_WORK ORDER_
Tell how many lines in the data hold "tree", giving that figure alone.

_TASK MATERIAL_

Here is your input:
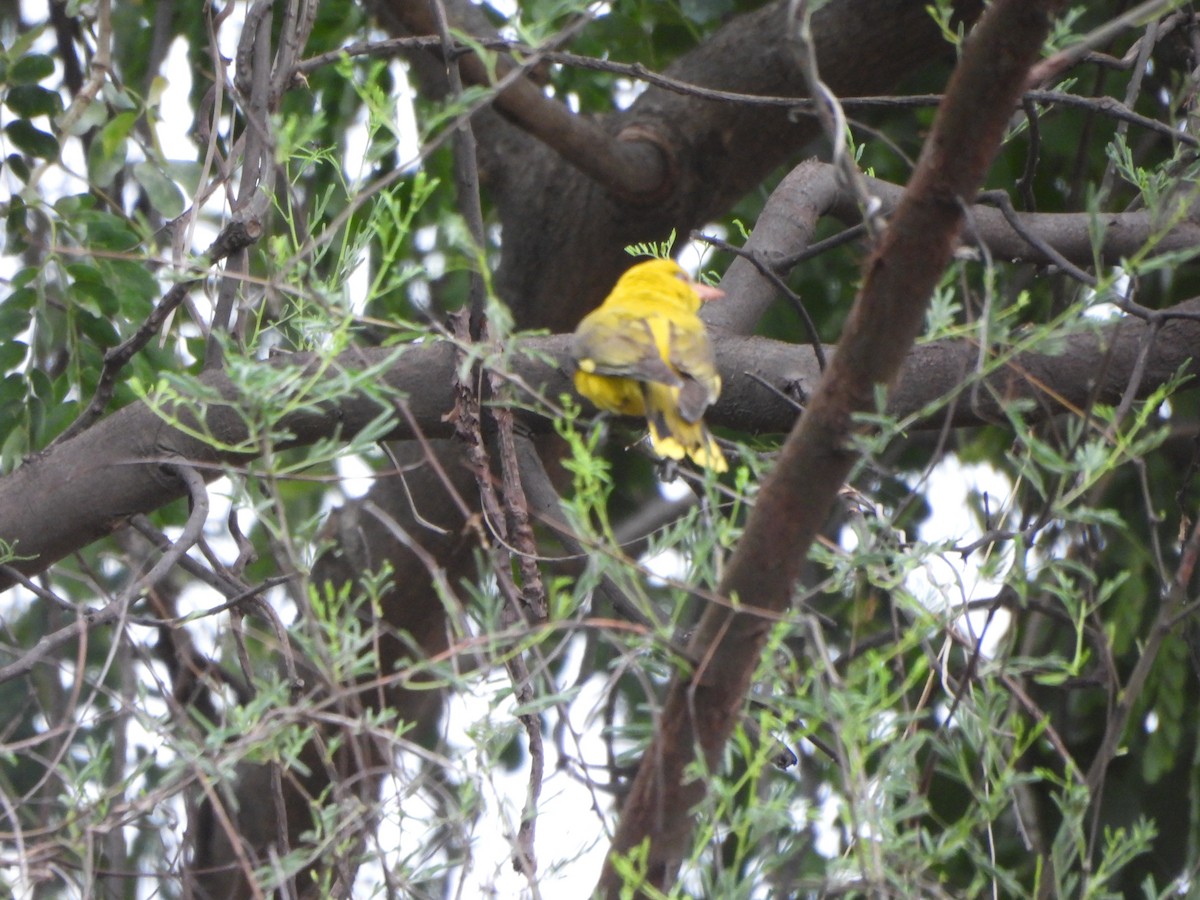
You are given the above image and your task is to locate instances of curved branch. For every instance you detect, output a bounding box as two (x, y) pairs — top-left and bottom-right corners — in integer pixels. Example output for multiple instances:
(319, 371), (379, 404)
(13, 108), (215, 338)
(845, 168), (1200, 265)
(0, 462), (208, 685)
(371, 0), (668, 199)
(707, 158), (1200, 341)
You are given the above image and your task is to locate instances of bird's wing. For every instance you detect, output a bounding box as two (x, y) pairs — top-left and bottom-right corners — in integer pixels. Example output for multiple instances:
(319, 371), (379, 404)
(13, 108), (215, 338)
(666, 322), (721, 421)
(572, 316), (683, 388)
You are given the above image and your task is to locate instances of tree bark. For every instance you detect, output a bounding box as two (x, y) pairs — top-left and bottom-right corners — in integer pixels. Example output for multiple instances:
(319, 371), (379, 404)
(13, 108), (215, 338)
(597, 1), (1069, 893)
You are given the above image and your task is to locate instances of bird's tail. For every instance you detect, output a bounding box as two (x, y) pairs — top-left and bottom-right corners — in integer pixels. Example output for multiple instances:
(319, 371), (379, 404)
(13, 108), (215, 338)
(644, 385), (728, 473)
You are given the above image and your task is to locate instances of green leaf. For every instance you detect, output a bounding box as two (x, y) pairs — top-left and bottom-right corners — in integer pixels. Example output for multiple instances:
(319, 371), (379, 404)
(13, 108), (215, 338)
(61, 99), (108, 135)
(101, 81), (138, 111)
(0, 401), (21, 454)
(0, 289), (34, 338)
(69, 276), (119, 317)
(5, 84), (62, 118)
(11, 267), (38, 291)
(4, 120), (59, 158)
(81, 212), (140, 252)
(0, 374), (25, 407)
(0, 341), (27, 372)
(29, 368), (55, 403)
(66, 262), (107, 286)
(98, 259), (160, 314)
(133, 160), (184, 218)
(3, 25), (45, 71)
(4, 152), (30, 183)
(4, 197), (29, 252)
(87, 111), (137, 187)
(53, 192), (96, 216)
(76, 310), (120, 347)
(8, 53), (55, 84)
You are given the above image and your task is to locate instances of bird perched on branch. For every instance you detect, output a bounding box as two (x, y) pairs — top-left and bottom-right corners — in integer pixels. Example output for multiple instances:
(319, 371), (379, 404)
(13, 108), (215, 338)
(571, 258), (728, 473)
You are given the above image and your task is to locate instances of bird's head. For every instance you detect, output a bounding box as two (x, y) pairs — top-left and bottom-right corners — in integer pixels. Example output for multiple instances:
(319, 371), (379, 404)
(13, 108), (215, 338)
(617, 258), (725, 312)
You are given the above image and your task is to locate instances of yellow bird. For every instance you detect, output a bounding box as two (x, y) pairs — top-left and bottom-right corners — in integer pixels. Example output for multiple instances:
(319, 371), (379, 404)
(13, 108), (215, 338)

...

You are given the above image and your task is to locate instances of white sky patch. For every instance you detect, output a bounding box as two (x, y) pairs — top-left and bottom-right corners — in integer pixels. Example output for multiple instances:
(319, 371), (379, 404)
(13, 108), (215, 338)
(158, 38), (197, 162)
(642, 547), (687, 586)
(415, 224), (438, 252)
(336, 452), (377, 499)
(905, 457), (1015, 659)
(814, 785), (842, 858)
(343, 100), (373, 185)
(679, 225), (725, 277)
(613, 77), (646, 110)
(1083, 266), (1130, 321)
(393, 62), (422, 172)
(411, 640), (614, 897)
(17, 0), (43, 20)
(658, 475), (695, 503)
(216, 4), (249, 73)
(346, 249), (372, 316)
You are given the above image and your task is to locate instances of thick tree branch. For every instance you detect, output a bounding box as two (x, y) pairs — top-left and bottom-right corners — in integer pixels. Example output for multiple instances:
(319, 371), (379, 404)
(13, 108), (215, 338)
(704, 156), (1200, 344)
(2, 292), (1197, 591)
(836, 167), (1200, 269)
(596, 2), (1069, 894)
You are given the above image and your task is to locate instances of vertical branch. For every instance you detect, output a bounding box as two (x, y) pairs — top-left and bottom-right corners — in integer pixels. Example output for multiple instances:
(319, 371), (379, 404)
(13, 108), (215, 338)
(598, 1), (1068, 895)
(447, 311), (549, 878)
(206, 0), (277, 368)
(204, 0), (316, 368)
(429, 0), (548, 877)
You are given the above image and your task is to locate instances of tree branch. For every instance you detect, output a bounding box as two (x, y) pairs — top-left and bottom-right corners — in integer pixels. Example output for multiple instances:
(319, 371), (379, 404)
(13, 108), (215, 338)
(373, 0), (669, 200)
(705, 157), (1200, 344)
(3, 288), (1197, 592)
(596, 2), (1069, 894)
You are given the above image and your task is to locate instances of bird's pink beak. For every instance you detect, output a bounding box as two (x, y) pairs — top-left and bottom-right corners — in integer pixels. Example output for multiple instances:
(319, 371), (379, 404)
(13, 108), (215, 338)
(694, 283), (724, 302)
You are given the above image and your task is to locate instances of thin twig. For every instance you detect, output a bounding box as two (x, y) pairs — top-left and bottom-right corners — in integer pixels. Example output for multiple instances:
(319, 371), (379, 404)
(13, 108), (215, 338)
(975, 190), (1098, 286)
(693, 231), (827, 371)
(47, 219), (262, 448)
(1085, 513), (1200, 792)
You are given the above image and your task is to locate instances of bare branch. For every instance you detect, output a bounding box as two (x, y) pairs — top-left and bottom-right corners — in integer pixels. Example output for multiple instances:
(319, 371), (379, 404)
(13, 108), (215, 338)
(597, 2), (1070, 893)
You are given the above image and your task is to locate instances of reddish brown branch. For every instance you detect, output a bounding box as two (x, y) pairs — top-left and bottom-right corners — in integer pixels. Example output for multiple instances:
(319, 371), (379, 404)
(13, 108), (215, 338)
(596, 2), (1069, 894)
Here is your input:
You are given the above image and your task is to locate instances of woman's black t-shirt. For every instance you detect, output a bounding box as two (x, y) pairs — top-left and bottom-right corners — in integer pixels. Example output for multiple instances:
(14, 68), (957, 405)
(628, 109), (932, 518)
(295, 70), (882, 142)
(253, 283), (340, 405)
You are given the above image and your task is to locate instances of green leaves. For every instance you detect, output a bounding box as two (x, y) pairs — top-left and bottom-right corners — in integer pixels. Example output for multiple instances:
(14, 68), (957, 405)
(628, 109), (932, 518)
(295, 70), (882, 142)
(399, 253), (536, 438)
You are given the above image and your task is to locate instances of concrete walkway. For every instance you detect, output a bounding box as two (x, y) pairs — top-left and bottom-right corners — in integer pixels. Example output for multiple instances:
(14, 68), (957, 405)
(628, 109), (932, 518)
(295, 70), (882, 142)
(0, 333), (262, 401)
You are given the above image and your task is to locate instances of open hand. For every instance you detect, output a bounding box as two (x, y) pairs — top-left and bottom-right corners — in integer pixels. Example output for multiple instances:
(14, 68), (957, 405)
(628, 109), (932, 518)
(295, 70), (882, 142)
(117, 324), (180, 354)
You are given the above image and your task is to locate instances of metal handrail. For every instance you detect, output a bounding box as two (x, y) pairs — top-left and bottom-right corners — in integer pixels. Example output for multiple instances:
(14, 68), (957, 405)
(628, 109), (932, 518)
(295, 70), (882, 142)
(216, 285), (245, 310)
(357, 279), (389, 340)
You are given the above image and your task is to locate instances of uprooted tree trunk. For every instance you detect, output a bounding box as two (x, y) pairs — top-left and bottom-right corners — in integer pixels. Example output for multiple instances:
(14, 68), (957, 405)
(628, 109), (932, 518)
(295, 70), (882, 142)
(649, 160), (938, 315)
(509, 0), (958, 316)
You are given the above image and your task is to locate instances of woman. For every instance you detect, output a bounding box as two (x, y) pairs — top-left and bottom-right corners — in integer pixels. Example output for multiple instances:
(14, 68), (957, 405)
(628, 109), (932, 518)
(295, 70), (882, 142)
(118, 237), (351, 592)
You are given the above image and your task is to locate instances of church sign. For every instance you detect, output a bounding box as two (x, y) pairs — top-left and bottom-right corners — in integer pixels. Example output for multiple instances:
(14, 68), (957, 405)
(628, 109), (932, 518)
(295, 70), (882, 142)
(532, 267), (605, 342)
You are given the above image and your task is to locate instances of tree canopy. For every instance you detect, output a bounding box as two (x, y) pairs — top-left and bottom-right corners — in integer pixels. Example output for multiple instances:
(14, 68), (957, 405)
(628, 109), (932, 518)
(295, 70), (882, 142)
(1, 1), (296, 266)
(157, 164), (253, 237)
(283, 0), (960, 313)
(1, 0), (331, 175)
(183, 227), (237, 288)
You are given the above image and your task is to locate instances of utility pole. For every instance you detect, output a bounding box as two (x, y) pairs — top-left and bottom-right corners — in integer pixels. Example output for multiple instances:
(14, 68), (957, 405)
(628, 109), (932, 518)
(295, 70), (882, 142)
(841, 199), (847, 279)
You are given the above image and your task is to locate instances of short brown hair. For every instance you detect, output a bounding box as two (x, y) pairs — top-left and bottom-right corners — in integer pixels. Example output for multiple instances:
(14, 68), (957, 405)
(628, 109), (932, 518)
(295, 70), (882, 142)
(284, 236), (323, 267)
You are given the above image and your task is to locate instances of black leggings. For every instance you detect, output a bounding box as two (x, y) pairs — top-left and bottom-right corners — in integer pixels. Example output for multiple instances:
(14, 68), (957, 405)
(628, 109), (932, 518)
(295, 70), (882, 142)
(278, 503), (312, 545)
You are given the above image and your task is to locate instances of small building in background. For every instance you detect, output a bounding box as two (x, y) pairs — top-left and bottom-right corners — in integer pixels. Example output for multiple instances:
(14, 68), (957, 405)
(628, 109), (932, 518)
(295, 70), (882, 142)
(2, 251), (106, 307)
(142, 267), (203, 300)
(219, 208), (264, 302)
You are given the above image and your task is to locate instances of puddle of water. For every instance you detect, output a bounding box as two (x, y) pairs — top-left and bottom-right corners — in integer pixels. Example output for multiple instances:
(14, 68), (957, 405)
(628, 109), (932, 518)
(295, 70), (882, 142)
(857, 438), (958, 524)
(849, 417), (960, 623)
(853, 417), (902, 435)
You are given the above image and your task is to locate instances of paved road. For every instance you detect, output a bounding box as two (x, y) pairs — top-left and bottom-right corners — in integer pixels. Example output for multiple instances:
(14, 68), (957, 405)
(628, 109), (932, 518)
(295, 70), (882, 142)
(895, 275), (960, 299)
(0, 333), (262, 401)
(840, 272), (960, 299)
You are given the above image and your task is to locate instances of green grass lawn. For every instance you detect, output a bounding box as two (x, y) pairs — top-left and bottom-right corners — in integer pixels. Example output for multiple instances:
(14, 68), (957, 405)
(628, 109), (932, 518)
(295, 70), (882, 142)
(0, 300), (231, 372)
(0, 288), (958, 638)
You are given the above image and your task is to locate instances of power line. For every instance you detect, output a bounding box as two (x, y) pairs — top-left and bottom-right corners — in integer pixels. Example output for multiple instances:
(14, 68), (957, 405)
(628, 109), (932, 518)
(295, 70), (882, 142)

_EXPECTED ANSWER_
5